■ Rows:

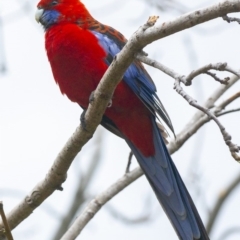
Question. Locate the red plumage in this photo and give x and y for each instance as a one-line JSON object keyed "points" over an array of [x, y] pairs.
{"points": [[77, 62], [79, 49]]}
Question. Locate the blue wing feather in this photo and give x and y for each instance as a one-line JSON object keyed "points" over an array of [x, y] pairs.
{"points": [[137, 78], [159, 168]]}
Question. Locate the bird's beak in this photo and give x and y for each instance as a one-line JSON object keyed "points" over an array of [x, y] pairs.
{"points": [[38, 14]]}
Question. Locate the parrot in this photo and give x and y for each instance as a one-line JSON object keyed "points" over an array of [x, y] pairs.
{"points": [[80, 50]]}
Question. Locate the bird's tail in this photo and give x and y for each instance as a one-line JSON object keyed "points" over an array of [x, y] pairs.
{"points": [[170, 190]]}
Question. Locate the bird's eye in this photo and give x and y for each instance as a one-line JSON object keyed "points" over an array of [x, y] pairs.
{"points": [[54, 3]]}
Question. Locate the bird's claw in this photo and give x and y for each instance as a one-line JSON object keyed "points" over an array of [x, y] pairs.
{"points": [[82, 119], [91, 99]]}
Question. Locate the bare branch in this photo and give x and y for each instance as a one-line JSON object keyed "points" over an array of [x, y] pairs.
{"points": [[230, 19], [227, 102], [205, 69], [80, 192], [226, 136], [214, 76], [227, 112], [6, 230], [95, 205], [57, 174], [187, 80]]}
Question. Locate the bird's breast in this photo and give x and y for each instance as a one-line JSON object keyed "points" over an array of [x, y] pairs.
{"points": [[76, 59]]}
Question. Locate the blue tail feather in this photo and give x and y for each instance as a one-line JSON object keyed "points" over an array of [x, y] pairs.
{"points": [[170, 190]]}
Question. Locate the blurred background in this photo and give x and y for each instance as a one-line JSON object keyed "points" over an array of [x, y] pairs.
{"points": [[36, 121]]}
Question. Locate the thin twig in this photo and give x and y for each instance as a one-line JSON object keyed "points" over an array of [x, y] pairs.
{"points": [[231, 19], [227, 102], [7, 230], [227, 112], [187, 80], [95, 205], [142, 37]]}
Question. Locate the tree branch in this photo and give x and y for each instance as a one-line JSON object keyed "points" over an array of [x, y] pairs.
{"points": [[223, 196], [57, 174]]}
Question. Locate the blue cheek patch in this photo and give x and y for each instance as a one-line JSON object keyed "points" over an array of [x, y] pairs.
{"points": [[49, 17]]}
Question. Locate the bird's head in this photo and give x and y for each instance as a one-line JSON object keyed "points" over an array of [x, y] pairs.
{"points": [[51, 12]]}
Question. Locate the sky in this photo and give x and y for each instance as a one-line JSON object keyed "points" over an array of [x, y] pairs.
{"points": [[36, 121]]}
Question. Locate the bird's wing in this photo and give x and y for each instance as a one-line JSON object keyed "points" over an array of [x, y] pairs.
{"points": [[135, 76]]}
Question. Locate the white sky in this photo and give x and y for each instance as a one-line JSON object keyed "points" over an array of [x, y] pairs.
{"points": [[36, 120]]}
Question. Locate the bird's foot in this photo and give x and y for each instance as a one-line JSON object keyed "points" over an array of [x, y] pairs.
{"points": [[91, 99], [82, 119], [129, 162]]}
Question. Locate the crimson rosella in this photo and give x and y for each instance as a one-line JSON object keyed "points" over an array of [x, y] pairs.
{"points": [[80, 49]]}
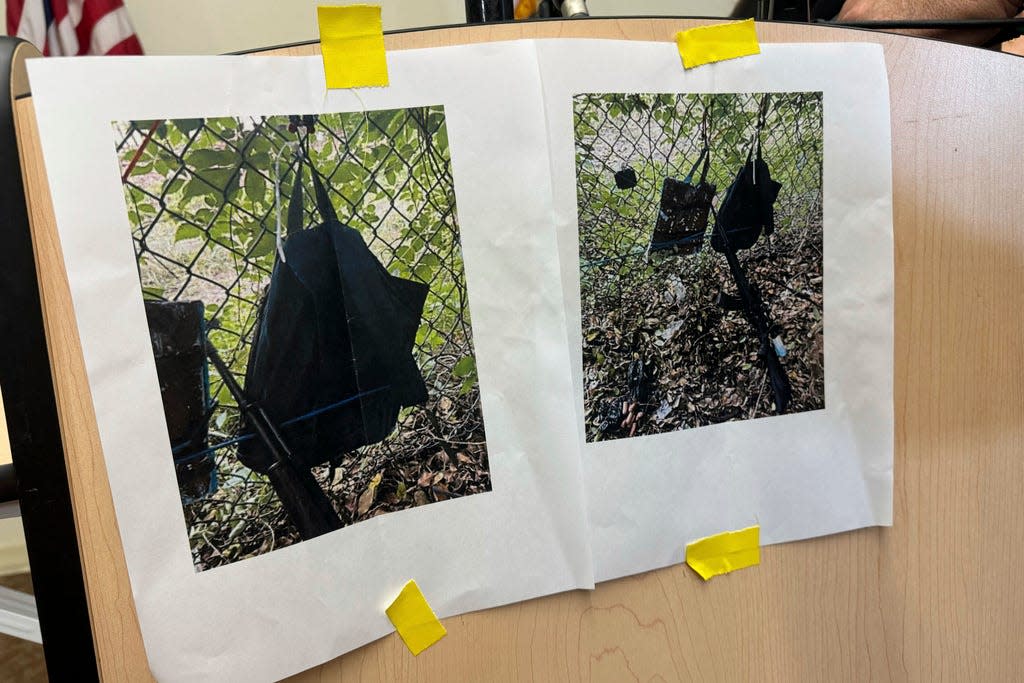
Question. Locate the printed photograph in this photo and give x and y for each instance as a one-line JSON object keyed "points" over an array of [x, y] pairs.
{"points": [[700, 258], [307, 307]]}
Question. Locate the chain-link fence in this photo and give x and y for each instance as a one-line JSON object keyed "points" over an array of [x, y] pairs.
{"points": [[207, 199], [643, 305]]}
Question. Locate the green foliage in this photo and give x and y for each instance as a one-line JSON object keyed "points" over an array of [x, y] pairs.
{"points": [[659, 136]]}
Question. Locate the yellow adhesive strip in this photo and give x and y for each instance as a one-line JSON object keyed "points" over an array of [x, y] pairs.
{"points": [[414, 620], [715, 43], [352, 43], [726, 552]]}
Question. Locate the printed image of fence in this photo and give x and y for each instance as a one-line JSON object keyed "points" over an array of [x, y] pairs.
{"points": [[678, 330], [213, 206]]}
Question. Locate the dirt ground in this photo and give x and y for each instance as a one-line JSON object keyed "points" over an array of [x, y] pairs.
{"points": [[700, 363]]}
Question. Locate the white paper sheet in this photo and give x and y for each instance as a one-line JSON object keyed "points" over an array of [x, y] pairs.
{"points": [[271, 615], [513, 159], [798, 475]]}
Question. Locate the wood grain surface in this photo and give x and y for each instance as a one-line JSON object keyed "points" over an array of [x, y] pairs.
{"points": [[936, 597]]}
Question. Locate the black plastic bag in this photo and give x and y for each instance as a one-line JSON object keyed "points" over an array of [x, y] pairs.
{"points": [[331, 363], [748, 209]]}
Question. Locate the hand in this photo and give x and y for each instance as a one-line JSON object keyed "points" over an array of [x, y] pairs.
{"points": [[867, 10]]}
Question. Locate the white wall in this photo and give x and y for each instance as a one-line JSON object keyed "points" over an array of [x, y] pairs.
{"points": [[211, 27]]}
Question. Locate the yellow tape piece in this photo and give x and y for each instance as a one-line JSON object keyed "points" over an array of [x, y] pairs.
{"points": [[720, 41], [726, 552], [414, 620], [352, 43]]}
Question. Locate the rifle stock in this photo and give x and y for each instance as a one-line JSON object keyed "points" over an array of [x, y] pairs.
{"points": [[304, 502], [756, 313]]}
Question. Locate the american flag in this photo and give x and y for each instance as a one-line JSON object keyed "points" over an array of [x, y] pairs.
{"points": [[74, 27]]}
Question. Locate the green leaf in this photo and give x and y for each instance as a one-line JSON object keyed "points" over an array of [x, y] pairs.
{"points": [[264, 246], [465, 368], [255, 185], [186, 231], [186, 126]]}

■ Aim:
Output, unchanged, the lines from the line with "Question. Locate the rifle" through the final line of the material.

■ Solved exercise:
Question. Locate the rifle stock in this photo and give x and y for each instance as a one-line JSON object keyed "points" over an array of [x, y] pairs.
{"points": [[304, 502], [756, 313]]}
Question. Locate the american flag in this photo and give x and y for each instance as a one-line JSON object keyed "points" over an array of [x, y] pairs.
{"points": [[74, 27]]}
Question. Locate the green leaf in this photo and give x and y for each instance as a one-line JSON object keyed "points" over an array of [x, y] pairs.
{"points": [[264, 246], [465, 368], [255, 185], [186, 231], [186, 126]]}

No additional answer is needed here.